[Part of a data file]
----
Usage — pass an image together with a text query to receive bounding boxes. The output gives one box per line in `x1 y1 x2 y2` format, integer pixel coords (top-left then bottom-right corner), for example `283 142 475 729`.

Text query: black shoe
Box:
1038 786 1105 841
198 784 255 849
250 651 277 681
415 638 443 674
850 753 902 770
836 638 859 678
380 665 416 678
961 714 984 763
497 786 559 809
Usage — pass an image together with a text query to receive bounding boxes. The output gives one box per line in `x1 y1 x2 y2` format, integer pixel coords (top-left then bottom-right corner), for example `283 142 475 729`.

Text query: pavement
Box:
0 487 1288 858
----
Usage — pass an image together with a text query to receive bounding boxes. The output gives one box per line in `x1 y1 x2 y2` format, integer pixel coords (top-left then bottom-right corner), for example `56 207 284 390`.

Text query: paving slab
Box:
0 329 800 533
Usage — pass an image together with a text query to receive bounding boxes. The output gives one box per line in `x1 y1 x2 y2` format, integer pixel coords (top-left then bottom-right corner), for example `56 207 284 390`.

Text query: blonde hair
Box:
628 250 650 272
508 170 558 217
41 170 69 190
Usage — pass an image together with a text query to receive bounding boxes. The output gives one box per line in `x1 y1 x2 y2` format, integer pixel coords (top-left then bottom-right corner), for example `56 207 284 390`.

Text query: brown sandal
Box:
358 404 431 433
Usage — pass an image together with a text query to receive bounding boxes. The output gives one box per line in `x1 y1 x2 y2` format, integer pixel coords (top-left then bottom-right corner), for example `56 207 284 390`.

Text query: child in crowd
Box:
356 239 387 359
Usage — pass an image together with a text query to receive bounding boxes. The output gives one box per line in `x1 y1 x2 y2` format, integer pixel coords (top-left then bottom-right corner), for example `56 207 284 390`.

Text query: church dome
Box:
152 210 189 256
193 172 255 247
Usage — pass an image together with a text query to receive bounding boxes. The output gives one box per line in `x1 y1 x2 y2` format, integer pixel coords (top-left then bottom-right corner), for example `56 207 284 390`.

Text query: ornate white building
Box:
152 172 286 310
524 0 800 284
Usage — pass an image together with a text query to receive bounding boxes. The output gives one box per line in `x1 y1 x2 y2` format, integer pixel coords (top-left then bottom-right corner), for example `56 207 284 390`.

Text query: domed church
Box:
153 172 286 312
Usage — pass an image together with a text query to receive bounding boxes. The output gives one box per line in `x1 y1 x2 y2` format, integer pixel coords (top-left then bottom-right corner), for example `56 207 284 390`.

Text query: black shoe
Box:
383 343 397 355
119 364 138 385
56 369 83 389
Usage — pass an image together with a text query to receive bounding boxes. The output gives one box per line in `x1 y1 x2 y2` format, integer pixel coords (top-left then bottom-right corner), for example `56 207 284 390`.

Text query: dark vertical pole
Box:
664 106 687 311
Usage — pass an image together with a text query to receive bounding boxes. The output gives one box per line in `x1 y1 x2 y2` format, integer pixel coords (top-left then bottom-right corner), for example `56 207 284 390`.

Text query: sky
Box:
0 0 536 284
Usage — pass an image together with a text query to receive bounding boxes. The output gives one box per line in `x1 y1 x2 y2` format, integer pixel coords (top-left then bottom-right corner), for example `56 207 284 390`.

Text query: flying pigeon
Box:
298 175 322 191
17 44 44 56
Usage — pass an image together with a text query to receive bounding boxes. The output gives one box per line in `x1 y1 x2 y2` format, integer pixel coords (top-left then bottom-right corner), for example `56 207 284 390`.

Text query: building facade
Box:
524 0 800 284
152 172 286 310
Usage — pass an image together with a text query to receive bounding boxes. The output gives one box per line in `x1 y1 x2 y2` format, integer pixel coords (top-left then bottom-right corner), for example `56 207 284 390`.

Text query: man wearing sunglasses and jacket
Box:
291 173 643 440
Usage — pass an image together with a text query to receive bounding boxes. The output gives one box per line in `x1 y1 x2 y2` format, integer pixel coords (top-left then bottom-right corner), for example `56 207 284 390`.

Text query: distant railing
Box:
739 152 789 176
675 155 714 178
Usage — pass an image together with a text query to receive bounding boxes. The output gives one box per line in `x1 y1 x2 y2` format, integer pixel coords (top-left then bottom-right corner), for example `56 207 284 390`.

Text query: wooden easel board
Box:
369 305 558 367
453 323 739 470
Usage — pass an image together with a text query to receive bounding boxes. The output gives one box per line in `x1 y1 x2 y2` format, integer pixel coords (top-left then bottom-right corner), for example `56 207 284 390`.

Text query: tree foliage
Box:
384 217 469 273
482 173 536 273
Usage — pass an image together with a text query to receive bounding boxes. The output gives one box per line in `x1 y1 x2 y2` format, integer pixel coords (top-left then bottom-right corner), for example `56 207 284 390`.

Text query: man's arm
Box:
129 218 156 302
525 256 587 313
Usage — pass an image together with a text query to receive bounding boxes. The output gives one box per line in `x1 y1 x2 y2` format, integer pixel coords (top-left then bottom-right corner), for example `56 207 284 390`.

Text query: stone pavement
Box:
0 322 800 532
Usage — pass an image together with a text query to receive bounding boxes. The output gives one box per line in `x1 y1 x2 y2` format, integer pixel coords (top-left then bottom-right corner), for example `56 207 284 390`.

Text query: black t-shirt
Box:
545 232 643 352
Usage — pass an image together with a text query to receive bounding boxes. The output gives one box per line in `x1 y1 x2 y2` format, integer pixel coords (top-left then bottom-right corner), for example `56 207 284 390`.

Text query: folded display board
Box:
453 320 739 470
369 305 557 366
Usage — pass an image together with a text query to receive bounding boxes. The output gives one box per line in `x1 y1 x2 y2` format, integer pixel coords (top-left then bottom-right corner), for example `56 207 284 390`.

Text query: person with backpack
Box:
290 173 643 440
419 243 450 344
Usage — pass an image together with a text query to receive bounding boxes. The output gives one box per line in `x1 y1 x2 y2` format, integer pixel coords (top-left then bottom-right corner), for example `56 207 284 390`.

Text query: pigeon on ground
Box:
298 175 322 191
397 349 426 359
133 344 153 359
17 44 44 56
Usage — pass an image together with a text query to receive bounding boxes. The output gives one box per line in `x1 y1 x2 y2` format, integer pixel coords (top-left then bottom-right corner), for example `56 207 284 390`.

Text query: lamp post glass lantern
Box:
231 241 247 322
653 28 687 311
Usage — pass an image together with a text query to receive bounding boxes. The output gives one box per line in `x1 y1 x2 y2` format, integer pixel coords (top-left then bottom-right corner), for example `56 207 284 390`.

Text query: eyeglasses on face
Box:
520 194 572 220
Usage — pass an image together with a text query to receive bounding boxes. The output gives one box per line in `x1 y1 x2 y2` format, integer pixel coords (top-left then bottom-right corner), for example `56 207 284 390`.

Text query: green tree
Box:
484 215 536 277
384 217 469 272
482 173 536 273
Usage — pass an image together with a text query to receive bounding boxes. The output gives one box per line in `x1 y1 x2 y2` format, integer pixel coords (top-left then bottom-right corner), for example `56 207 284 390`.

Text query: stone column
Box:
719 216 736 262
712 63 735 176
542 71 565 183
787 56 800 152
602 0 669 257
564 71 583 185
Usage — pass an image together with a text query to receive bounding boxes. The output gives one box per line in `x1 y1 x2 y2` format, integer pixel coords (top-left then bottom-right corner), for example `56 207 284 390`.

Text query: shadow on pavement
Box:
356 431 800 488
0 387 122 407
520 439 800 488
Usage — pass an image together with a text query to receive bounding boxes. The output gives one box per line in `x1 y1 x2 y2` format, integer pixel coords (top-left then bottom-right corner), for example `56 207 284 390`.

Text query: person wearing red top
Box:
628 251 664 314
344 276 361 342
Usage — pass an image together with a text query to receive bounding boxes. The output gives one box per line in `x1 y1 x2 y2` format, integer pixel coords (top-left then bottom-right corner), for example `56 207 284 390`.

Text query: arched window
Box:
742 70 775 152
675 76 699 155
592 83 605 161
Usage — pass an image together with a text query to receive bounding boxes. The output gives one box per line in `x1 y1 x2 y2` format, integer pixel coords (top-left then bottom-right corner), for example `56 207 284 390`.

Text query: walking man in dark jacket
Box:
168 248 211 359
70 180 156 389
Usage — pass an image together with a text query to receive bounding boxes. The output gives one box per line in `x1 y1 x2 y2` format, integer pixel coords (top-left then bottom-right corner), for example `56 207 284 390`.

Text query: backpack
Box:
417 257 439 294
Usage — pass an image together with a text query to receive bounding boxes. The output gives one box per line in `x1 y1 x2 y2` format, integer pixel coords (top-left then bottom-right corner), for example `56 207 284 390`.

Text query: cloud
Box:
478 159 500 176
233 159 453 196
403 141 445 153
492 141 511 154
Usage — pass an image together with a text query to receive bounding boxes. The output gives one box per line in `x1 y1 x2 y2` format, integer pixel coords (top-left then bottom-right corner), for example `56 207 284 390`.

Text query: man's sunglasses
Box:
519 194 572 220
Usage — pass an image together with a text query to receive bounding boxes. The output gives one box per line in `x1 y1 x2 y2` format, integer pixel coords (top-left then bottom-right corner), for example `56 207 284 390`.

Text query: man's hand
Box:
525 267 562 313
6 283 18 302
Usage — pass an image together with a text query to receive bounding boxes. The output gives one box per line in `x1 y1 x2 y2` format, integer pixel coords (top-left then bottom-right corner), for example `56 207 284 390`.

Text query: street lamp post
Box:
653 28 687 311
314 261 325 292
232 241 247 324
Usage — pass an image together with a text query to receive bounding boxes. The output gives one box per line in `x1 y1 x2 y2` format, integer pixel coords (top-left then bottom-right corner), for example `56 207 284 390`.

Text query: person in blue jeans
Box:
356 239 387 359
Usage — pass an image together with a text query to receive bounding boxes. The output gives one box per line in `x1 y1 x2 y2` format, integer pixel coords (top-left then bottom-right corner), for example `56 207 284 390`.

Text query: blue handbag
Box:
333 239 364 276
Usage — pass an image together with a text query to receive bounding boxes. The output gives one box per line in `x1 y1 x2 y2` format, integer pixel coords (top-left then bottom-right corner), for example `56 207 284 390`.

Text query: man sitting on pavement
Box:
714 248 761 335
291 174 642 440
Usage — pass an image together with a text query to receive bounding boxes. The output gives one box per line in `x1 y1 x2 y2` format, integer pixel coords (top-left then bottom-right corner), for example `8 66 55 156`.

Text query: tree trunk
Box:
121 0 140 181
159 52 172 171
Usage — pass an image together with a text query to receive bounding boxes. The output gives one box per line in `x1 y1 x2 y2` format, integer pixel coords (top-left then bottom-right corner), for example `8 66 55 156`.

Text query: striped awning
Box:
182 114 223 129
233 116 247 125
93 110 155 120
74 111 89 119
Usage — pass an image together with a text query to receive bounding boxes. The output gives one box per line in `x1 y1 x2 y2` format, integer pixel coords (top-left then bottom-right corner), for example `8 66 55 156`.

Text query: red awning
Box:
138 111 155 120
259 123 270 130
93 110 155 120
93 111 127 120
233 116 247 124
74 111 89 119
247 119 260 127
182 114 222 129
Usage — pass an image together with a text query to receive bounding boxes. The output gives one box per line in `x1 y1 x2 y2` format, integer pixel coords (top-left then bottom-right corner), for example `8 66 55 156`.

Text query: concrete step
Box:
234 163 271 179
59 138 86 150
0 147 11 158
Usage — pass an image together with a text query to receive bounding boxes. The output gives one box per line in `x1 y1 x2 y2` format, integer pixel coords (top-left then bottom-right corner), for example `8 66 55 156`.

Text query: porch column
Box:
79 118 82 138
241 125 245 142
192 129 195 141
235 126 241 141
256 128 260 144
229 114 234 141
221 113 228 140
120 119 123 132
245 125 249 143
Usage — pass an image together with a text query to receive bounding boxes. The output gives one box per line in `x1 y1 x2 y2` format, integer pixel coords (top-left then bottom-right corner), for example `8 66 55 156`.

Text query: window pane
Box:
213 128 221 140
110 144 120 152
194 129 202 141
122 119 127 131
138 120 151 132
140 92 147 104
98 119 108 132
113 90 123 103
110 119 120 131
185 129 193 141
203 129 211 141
----
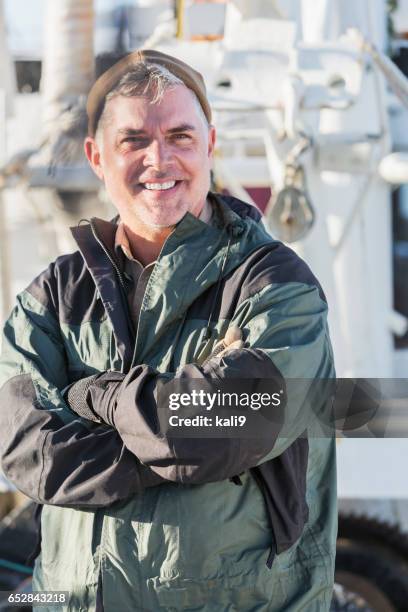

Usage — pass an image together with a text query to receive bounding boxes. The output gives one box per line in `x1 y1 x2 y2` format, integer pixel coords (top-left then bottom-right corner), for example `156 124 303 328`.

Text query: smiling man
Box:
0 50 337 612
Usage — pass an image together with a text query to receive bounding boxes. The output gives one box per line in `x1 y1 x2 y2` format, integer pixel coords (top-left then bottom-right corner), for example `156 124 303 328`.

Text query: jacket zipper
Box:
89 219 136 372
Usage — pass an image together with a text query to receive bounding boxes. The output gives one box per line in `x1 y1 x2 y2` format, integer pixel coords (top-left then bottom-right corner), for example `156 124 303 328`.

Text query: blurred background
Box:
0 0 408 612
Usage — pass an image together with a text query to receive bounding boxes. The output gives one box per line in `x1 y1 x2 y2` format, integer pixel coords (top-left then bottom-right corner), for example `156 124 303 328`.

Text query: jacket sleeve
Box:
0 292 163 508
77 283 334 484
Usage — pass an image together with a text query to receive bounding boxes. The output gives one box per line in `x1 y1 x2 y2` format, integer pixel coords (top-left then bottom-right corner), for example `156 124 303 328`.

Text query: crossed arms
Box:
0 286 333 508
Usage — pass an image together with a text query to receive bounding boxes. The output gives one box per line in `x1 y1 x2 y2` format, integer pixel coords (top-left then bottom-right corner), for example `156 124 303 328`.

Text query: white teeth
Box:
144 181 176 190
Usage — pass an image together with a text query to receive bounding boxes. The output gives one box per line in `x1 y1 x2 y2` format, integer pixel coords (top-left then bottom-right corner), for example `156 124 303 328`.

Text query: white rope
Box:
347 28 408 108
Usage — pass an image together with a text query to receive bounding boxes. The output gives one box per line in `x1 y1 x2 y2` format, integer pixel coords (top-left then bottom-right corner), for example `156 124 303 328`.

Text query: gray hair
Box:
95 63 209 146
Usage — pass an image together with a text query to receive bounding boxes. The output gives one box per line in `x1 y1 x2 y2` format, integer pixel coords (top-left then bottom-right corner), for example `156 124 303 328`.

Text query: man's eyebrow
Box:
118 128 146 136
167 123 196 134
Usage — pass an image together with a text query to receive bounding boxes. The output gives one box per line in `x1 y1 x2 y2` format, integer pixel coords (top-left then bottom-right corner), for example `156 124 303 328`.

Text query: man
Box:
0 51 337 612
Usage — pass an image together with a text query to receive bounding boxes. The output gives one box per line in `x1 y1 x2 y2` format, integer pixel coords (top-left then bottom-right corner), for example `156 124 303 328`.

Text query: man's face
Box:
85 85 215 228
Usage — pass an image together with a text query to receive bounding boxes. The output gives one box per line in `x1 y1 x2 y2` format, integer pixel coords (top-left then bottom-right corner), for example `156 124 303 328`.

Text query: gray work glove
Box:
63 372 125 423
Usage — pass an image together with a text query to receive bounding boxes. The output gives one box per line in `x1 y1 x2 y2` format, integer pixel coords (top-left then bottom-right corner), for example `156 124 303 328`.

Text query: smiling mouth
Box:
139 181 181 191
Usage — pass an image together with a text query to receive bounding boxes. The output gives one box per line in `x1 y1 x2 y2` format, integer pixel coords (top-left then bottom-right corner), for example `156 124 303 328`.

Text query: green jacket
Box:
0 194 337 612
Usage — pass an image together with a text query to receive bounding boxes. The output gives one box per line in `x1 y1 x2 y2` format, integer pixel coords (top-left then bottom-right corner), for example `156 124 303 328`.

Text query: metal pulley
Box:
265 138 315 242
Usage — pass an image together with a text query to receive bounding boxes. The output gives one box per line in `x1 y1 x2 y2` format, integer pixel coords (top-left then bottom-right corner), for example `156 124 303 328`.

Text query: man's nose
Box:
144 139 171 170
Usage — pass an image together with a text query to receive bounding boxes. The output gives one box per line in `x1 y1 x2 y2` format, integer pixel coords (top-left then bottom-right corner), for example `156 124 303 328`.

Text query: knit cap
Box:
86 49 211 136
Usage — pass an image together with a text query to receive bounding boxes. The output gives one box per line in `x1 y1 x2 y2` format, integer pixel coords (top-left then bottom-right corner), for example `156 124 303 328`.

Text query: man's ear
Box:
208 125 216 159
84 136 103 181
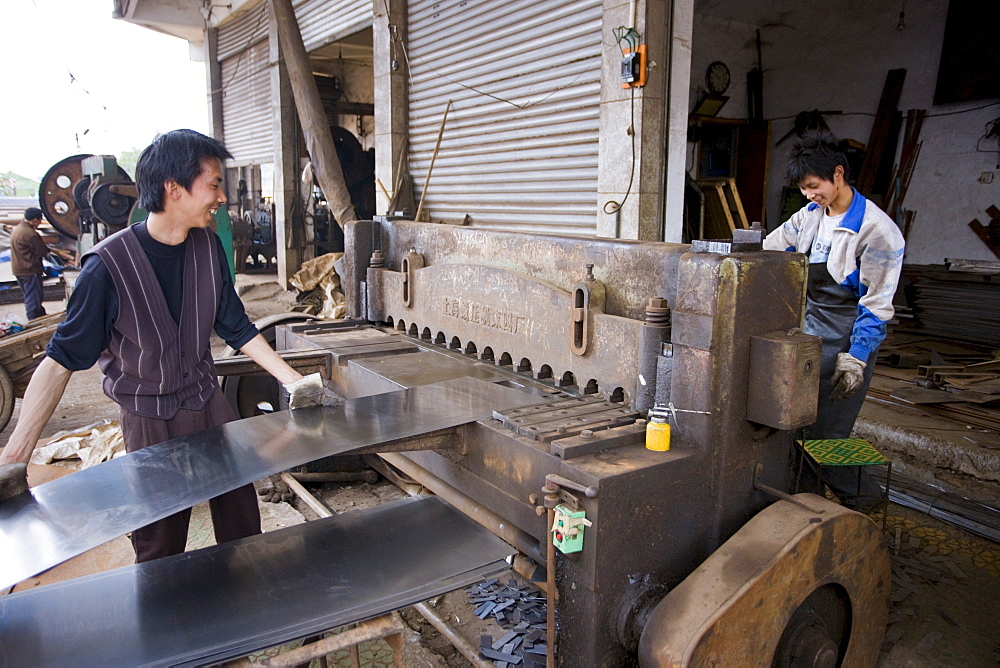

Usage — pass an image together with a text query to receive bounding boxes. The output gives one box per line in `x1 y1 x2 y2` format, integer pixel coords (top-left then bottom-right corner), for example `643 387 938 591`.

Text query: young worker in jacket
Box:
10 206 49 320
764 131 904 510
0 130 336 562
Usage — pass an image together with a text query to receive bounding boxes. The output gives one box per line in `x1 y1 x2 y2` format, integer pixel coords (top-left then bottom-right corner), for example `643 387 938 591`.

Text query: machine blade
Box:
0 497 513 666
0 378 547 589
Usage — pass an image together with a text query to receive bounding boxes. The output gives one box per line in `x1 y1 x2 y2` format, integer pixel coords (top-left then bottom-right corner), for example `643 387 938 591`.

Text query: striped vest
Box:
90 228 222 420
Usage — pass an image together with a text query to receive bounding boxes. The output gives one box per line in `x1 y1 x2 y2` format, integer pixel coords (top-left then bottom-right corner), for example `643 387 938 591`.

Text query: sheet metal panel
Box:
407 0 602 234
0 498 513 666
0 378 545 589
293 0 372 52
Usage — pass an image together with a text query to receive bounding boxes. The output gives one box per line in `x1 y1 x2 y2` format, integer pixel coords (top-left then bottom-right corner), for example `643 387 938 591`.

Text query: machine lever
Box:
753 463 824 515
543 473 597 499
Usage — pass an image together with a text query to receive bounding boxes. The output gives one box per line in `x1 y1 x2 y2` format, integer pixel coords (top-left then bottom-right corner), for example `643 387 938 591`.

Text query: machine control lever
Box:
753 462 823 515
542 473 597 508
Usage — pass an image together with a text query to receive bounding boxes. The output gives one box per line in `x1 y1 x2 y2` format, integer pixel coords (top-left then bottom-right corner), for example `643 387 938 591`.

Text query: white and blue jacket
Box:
----
**TASK PROMPT:** Count the lines in the records that contain the string "lever", with case counting, and give only the number.

**OUTPUT OF THE TASK:** 2